>>>

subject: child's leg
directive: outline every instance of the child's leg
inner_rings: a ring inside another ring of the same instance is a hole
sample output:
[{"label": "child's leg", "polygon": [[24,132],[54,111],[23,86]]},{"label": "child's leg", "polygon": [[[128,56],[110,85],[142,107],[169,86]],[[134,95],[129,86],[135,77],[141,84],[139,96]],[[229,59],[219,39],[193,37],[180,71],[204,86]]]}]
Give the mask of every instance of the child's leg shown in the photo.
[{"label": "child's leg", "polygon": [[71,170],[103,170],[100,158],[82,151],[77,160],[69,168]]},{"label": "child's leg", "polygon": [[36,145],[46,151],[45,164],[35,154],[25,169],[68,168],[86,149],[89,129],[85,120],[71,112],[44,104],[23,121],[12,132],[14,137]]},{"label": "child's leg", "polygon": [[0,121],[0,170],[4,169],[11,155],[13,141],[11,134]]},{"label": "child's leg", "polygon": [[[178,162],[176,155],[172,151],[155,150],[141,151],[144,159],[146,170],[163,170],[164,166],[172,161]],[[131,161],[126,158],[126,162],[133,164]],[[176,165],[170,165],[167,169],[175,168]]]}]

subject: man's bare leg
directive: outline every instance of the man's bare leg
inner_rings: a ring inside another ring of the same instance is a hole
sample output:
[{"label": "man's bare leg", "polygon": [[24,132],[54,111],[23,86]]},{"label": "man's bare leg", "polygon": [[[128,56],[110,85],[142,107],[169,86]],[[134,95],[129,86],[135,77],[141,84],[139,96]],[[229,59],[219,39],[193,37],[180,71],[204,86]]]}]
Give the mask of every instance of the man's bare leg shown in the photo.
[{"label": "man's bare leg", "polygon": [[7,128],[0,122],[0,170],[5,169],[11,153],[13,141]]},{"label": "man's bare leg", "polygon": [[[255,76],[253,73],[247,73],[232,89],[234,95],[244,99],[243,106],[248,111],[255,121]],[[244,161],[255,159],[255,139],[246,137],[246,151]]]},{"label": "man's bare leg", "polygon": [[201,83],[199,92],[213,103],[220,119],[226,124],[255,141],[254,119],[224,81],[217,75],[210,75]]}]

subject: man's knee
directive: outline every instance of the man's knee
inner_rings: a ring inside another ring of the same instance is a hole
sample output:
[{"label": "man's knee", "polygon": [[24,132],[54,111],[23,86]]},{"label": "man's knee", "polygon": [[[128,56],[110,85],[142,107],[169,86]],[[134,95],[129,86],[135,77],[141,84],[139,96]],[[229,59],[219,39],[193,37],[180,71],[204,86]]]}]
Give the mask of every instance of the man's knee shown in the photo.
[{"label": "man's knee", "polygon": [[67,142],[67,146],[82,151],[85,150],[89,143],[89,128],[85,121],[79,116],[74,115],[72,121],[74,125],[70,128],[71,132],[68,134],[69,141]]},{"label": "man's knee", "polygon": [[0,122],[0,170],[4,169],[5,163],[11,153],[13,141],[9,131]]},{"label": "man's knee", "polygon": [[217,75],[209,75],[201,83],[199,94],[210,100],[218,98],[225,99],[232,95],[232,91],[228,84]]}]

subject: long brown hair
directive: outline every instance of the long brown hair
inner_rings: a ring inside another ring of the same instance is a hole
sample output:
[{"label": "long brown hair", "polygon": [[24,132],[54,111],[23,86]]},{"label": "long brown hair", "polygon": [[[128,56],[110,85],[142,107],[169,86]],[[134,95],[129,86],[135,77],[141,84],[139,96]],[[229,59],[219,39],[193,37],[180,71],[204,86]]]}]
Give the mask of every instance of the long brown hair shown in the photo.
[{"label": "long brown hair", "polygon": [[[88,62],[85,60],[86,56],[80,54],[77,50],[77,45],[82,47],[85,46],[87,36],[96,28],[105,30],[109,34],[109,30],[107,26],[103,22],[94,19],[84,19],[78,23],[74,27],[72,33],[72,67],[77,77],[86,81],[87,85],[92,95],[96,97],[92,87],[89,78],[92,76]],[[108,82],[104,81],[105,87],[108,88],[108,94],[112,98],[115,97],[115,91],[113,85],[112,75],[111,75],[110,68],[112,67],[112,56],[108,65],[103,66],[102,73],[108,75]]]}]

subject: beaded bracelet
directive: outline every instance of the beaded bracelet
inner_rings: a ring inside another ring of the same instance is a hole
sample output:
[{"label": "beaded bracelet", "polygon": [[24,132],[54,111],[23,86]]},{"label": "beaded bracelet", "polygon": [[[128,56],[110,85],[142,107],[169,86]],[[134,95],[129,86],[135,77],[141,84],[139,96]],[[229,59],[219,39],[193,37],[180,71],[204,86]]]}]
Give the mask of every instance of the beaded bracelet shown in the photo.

<<<

• **Required work**: Starting at the line with "subject: beaded bracelet" and going through the end of the data, rewrite those lines with every "bracelet" changed to "anklet". Keep everything else the same, and return only those lines.

• **Problem solution**:
subject: beaded anklet
directive: outline every instance of the beaded anklet
inner_rings: a ring inside another ring of the same instance is a hole
sample output:
[{"label": "beaded anklet", "polygon": [[24,132],[54,111],[23,86]]},{"label": "beaded anklet", "polygon": [[[128,56],[110,85],[142,107],[169,86]],[[134,95],[129,86],[135,77],[141,84],[139,96]],[[229,59],[219,39],[193,37],[180,71],[204,86]]]}]
Give the mask of every instance of the beaded anklet shown in the photo.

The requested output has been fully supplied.